--- Selected excerpt ---
------------------------------------------------
The Supremacy of the Market

This article is from Planned Chaos, written as an Epilogue for a Spanish edition of Social­ism, and first published as a book in English by the Foundation for Economic Education in 1947.

In the market economy the consumers are supreme. Their buying and their abstention from buying ultimately determines what the entrepreneurs produce and in what quantity and quality. It determines directly the prices of the con­sumers’ goods and indirectly the prices of all producers’ goods, viz., labor and material factors of pro­duction. It determines the emer­gence of profits and losses and the formation of the rate of interest. It determines every individual’s income. The focal point of the market economy is the market, i.e., the process of the formation of commodity prices, wage rates and interest rates and their deri­vatives, profits and losses. It makes all men in their capacity as producers responsible to the con­sumers. This dependence is direct with entrepreneurs, capitalists, farmers and professional men, and indirect with people working for salaries and wages. The mar­ket adjusts the efforts of all those engaged in supplying the needs of the consumers to the wishes of those for whom they produce, the consumers. It subjects production to consumption.

The market is a democracy in which every penny gives a right to vote. It is true that the various individuals have not the same power to vote. The richer man casts more ballots than the poorer fellow. But to be rich and to earn a higher income is, in the market economy, already the outcome of a previous election. The only means to acquire wealth and to preserve it, in a market economy not adult­erated by government-made priv­ileges and restrictions, is to serve the consumers in the best and cheapest way. Capitalists and land­owners who fail in this regard suffer losses. If they do not change their procedure, they lose their wealth and become poor. It is the consumers who make poor people rich and rich people poor. It is the consumers who fix the wages of a movie star and an opera singer at a higher level than those of a welder or an accountant.

Every individual is free to dis­agree with the outcome of an elec­tion campaign or of the market process. But in a democracy he has no other means to alter things than persuasion. If a man were to say: “I do not like the mayor elected by majority vote; therefore I ask the government to replace him by the man I prefer,” one would hardly call him a democrat. But if the same claims are raised with regard to the market, most people are too dull to discover the dictatorial aspirations involved.
------------------------------------------------
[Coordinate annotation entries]
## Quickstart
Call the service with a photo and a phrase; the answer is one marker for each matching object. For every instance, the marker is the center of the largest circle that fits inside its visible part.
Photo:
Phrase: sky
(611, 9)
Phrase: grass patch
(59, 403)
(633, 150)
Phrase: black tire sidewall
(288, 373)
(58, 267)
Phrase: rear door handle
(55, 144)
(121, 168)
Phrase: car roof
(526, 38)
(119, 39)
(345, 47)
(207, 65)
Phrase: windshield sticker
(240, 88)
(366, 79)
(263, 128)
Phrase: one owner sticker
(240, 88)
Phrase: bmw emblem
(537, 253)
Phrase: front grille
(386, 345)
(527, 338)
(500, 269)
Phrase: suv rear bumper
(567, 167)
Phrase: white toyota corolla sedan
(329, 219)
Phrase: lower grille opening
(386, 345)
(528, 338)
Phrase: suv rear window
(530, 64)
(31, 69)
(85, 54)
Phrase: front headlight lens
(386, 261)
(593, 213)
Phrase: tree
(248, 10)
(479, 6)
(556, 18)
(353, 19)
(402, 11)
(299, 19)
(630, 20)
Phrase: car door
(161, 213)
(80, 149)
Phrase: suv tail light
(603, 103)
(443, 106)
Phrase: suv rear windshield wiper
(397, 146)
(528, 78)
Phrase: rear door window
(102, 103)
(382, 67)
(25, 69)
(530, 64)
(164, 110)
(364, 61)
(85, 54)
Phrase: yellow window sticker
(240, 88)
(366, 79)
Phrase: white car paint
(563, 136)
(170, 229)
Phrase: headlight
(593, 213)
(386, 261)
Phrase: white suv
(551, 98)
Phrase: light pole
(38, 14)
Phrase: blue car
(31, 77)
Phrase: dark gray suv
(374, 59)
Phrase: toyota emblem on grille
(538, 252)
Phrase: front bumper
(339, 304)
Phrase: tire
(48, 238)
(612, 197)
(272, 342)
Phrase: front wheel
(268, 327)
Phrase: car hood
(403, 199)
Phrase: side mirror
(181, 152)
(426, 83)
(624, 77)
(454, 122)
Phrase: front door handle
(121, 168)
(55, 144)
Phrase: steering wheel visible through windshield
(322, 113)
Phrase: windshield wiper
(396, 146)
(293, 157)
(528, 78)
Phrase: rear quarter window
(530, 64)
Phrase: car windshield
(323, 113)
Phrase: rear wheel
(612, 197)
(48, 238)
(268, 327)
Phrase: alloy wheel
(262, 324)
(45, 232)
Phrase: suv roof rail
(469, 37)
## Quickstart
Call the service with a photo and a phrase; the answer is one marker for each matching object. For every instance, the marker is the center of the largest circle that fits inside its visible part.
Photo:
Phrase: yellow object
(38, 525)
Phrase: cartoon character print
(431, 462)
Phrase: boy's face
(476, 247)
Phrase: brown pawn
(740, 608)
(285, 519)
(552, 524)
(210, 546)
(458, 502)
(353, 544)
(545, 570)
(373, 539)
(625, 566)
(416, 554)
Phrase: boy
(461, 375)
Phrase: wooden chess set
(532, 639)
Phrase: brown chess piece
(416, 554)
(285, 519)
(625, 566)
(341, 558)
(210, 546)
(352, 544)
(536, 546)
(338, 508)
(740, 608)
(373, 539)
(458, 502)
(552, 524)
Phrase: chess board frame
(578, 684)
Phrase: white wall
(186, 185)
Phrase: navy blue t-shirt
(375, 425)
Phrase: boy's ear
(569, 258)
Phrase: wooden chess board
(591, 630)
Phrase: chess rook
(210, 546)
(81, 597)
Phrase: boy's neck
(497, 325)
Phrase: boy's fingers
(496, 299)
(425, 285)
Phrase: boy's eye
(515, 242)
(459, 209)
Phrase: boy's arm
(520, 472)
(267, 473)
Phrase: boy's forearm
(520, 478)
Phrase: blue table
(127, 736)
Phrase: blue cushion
------------------------------------------------
--- What to do ---
1. Translate this sentence from the essay on the supremacy of the market into Spanish: "The market is a democracy in which every penny gives a right to vote."
2. In the essay on the supremacy of the market, who fixes the wages of a movie star and an opera singer at a higher level than those of a welder or an accountant?
3. Carry on the essay on the supremacy of the market from its last sentence.

--- Results for the exercise ---
1. El mercado es una democracia en la que cada centavo da derecho a votar.

2. The consumers.

3.
Second-Guessing the Customer

The consumers have made their choices and determined the income of the shoe manufacturer, the movie star and the welder. Who is Professor X to arrogate to himself the privilege of overthrowing their decision? If he were not a potential dictator, he would not ask the government to interfere. He would try to persuade his fel­low-citizens to increase their de­mand for the products of the welders and to reduce their de­mand for shoes and pictures.

The consumers are not prepared to pay for cotton prices which would render the marginal farms, i.e., those producing under the least favorable conditions, profit­able. This is very unfortunate in­deed for the farmers concerned; they must discontinue growing cotton and try to integrate them­selves in another way into the whole of production.

But what shall we think of the statesman who interferes by com­pulsion in order to raise the price of cotton above the level it would reach on the free market? What the interventionist aims at is the substitution of police pressure for the choice of the consumers. All this talk: the state should do this or that, ultimately means: the police should force consumers to behave otherwise than they would behave spontaneously. In such proposals as: let us raise farm prices, let us raise wage rates, let us lower profits, let us curtail the salaries of executives, the us ulti­mately refers to the police. Yet, the authors of these projects pro­test that they are planning for freedom and industrial democracy.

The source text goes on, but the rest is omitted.